Extracted text:
═══

2004 Denver Annual Meeting (November 7–10, 2004)

Paper No. 10
Presentation Time: 4:10 PM


FRIEDRICH, Heiner1, VAN POPPEL, Laura2, SPINSBY, Jacob3, ZEGA, Thomas J.4 and BUSECK, Peter R.1, (1)Geological Sciences and Chemistry/Biochemistry, Arizona State Univ, Tempe, AZ 85287-1404, (2)Chemistry/Biochemistry, Arziona State Univ, Tempe, AZ 85287-1604, (3)Geological Sciences, Arizona State Univ, Tempe, AZ 85287-1404, (4)Materials Science and Technology Division, U.S. Naval Rsch Lab, Washington, DC 20375, pbuseck@asu.edu

During the past decade progress in the study of materials ordered at the nanometer scale has increased the demand for techniques capable of imaging nanoparticles in 3D. Electron tomography is a promising technique that can be used to reconstruct 3D structures using a series of 2D electron micrographs. Our interest in this technique is to determine the 3D shapes of nanometer-sized particles in order to derive information about their origins and to measure their volumes and surface areas.

═══

Task set:
- a) List all the authors named in the abstract.
- b) Answer these questions from the abstract:
(i) At what time is the paper presented?
(ii) On what dates is the meeting held?
(iii) What does electron tomography use to reconstruct 3D structures?
- c) Rewrite the paragraph of the abstract beginning "During the past decade" as a short list that keeps its main facts.

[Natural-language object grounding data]
═══

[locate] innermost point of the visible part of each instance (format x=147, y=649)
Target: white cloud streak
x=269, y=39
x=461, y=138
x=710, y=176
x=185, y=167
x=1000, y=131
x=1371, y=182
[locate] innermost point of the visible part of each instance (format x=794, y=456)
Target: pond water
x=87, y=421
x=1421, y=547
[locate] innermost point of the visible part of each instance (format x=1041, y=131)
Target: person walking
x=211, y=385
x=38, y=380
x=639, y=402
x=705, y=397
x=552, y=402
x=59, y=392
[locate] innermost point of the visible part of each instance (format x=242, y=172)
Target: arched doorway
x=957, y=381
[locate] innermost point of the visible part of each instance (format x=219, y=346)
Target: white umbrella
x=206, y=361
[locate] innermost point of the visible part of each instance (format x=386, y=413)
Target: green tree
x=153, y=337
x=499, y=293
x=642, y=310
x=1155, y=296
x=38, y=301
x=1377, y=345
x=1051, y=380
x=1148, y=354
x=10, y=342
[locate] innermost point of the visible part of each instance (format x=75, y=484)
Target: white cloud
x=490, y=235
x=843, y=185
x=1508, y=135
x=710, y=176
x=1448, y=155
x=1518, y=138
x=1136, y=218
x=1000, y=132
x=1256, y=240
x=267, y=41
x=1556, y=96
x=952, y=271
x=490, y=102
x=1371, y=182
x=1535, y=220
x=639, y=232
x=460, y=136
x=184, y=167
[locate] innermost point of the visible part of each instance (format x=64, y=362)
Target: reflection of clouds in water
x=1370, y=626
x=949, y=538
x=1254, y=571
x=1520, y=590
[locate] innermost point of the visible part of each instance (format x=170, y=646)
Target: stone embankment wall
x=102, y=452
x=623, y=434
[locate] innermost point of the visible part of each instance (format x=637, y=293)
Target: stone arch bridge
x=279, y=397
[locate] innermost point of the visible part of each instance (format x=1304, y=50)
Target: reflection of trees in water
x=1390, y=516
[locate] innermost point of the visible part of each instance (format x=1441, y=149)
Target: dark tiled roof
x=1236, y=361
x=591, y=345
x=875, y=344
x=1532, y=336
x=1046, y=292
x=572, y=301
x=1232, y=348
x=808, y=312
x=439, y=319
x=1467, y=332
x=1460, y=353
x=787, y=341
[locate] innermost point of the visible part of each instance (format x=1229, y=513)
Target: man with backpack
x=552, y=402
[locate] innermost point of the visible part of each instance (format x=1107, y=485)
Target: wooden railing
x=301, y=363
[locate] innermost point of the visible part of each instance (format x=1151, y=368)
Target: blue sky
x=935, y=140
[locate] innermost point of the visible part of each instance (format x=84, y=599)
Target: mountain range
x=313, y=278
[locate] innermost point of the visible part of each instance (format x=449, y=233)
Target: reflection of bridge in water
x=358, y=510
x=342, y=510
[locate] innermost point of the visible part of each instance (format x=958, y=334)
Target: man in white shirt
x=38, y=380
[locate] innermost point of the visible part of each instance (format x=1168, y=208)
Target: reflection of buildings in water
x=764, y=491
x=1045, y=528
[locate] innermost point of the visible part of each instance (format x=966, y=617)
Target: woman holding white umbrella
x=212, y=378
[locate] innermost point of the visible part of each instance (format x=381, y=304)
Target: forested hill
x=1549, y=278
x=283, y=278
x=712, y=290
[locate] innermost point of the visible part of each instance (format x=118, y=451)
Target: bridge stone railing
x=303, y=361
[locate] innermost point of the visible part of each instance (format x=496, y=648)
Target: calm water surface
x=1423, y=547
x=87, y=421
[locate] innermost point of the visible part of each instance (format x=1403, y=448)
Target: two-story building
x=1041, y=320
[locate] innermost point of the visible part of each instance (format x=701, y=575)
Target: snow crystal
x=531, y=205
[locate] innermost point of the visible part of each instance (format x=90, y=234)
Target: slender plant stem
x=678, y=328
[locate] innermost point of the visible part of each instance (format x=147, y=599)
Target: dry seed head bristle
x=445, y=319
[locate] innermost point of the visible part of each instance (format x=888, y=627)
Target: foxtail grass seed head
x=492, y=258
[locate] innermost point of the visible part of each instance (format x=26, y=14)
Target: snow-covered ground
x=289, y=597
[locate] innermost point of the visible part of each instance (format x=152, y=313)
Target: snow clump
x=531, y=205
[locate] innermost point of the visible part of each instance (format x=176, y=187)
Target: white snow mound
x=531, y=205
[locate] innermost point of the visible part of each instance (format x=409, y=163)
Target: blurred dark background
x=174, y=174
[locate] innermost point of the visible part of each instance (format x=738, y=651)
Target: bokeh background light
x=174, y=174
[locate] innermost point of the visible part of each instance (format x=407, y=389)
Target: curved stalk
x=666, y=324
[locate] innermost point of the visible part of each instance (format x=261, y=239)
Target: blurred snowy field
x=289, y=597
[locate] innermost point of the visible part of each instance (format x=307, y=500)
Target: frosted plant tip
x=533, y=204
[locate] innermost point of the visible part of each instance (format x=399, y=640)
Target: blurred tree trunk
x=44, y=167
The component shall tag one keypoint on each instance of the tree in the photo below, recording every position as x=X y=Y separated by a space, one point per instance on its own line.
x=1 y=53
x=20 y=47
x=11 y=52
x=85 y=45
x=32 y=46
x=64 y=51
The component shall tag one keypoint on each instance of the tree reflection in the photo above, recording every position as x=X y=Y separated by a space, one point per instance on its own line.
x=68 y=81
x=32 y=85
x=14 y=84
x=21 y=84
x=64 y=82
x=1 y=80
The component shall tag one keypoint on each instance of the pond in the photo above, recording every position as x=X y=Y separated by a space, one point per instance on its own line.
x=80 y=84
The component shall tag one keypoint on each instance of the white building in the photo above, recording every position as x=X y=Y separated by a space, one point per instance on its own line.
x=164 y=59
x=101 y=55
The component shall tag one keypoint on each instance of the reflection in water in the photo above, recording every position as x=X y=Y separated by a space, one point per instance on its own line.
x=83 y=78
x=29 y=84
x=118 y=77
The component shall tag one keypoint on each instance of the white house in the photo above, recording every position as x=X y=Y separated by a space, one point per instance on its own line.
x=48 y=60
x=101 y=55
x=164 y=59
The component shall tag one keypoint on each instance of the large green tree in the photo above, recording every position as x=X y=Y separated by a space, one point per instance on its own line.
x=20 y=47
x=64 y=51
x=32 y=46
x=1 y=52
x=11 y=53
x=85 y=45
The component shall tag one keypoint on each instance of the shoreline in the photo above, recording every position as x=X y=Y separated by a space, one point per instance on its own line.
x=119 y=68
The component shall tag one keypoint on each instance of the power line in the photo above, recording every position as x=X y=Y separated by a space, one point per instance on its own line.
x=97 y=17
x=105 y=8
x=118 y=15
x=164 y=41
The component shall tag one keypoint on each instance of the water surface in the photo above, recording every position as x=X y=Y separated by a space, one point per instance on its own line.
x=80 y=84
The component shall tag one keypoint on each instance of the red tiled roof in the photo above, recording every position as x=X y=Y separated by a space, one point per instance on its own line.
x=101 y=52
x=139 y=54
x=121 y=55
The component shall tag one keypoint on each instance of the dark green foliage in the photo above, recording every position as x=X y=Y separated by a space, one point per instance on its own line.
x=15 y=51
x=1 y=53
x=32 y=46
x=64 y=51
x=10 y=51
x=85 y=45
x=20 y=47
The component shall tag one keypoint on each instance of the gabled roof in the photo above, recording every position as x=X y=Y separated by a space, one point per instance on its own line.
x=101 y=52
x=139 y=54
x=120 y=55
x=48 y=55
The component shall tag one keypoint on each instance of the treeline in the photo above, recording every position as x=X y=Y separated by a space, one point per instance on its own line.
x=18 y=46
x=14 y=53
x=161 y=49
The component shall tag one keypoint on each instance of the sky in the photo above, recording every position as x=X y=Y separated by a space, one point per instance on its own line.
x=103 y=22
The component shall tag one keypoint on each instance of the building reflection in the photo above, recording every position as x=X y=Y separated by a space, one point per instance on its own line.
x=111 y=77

═══

Results of the exercise:
- a) Heiner Friedrich, Laura Van Poppel, Jacob Spinsby, Thomas J. Zega, Peter R. Buseck

- b)
(i) 4:10 PM
(ii) November 7–10, 2004
(iii) A series of 2D electron micrographs

- c)
- Over the past decade, progress in studying materials ordered at the nanometer scale has increased demand for 3D imaging of nanoparticles.
- Electron tomography is a promising technique that reconstructs 3D structures from a series of 2D electron micrographs.
- The authors want to use it to determine the 3D shapes of nanometer-sized particles, to learn about their origins, and to measure their volumes and surface areas.